» What to work on:
Copy the data below word for word, from the line with "[ ] locate the graffiti on wall" to the line with "Target: logo icon", including both of those lines.

» Records to process:
════

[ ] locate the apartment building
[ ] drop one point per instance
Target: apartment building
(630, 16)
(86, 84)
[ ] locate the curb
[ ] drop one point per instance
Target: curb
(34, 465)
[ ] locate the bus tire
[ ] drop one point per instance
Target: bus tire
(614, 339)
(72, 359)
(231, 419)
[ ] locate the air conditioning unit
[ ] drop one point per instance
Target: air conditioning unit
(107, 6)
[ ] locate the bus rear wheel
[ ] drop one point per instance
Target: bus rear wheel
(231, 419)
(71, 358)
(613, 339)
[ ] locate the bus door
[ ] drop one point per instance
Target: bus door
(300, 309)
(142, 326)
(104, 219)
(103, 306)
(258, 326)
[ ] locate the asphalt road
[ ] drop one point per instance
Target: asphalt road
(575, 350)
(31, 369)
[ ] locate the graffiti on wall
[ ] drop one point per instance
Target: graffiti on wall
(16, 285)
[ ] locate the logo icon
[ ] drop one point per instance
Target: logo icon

════

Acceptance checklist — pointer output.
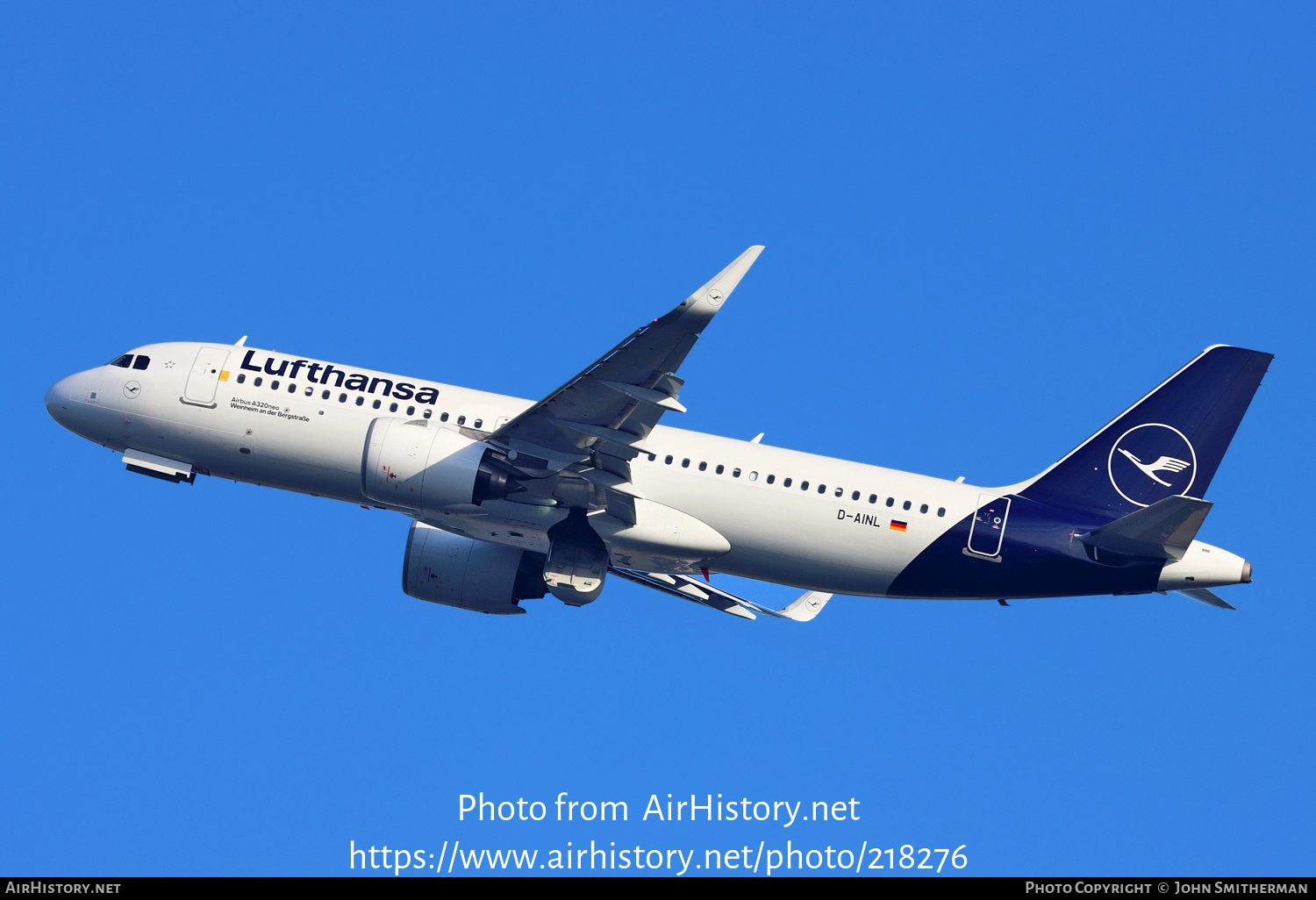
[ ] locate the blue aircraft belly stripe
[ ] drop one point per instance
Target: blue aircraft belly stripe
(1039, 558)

════

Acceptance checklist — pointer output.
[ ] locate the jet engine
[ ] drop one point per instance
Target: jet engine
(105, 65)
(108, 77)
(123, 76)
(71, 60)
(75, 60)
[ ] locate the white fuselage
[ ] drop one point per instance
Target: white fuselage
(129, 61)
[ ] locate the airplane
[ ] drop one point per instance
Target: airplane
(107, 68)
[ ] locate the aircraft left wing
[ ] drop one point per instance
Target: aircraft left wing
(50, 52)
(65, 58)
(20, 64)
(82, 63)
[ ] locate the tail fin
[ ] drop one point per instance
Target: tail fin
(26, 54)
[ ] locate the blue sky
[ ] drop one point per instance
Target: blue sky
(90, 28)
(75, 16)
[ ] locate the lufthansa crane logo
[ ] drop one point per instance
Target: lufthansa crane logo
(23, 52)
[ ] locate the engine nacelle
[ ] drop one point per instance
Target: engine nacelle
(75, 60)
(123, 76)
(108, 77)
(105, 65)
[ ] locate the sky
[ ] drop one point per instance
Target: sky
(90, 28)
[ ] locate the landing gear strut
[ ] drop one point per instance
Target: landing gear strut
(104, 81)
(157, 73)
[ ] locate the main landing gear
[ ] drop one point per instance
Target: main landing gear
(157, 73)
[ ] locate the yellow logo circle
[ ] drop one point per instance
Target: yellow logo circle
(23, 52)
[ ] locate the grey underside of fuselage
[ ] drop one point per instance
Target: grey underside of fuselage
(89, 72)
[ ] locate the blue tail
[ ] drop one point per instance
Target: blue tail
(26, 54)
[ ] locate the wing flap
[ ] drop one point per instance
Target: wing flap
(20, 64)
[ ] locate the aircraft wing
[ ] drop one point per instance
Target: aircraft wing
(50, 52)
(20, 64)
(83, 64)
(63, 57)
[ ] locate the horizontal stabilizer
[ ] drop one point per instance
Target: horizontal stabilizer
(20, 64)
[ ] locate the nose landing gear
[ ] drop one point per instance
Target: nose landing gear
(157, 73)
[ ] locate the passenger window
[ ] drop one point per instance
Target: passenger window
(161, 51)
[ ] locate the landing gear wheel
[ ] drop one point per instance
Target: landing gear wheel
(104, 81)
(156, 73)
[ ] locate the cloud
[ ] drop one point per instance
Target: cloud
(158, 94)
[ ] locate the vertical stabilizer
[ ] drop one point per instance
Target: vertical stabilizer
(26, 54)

════

» Complete response:
[ ] locate the graffiti on wall
[ ] drop one point per instance
Target: graffiti on wall
(16, 285)
[ ] locate the logo icon
[ ] drop one point per instance
Target: logo icon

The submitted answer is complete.